Records from a dataset
────────────────────────────────────────

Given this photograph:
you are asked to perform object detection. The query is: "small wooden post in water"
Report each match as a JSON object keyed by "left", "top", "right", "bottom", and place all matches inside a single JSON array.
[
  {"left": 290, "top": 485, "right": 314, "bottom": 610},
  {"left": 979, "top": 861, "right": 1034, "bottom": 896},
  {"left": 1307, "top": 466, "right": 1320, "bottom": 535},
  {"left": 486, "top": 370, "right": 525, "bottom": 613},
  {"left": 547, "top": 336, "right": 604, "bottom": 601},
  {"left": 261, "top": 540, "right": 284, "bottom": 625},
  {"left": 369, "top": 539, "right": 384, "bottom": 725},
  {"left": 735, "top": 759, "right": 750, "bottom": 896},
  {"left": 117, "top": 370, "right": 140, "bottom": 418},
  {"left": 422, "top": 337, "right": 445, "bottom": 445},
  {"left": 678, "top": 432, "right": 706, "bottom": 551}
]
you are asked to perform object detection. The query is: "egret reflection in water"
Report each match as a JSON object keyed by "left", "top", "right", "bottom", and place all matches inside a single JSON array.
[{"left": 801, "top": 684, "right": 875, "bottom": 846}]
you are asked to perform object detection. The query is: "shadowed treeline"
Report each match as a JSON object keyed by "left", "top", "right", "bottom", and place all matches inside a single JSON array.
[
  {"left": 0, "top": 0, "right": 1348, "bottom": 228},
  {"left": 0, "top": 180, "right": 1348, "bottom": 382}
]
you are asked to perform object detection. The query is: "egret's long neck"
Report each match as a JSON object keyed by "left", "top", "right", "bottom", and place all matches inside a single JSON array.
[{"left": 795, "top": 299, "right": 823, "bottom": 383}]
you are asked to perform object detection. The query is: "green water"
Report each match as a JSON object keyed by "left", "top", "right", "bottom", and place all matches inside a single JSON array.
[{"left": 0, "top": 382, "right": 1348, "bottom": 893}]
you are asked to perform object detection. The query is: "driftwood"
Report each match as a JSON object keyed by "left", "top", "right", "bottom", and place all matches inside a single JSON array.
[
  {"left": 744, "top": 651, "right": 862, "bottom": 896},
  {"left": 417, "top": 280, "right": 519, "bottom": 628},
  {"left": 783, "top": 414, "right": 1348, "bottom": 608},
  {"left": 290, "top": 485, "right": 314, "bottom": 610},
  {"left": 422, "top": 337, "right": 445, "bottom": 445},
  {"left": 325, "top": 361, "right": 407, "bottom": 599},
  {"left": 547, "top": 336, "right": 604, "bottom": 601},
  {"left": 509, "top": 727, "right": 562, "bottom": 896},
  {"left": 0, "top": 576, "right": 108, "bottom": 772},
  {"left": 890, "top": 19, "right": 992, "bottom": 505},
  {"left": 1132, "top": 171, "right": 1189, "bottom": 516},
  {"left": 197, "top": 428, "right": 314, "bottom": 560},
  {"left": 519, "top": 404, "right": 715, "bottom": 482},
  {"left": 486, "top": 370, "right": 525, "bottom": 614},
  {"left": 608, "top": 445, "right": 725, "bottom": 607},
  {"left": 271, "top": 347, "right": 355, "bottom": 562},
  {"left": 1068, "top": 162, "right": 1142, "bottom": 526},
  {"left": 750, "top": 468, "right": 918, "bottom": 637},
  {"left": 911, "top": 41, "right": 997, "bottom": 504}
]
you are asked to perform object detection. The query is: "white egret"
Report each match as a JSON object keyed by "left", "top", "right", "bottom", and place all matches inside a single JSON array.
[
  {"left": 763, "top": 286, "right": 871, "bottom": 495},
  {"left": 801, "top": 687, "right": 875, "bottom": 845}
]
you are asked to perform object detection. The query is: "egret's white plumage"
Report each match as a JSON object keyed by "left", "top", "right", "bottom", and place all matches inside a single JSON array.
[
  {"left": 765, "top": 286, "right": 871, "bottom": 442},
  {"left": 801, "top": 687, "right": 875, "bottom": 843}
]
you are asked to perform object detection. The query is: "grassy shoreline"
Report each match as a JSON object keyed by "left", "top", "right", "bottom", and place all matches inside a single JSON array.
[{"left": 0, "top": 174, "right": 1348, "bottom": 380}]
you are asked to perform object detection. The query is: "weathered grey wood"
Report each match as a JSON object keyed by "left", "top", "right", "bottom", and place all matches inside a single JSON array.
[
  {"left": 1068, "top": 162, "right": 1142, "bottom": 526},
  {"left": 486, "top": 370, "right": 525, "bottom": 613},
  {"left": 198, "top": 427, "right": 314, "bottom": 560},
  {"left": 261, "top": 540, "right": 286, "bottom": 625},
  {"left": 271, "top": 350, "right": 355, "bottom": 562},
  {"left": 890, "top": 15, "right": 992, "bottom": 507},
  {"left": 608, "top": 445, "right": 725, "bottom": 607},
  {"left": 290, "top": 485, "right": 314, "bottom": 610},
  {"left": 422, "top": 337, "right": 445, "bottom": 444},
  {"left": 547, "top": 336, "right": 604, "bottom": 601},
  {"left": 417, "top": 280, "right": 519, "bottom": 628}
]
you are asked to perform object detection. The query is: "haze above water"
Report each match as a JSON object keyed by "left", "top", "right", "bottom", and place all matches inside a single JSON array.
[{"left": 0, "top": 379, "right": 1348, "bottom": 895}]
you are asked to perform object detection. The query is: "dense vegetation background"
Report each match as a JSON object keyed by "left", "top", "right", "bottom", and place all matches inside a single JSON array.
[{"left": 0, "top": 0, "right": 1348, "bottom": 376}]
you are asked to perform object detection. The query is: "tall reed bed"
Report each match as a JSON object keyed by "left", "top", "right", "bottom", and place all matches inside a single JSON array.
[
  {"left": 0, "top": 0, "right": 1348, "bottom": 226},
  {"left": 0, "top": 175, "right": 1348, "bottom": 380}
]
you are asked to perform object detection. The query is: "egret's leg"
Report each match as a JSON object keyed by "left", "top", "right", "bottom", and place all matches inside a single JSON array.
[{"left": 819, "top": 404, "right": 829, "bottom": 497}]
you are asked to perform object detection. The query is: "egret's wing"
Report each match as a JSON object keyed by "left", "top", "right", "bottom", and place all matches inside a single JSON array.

────────────────────────────────────────

§ THE EXERCISE
Pull out each line of the data above that contains the word "egret". Treat uppercase and lowercase letters as different when matching.

§ RESULT
you are asked to perform object detection. The query is: "egret reflection in water"
you are asked to perform object detection. The query is: "egret's long neck"
you are asked to perform object detection. The query is: "white egret"
you are asked to perform object detection. The query is: "egret's white plumage"
you are asked to perform object detection. The query is: "egret's leg"
you are asked to perform object detection. The query is: "egret's wing"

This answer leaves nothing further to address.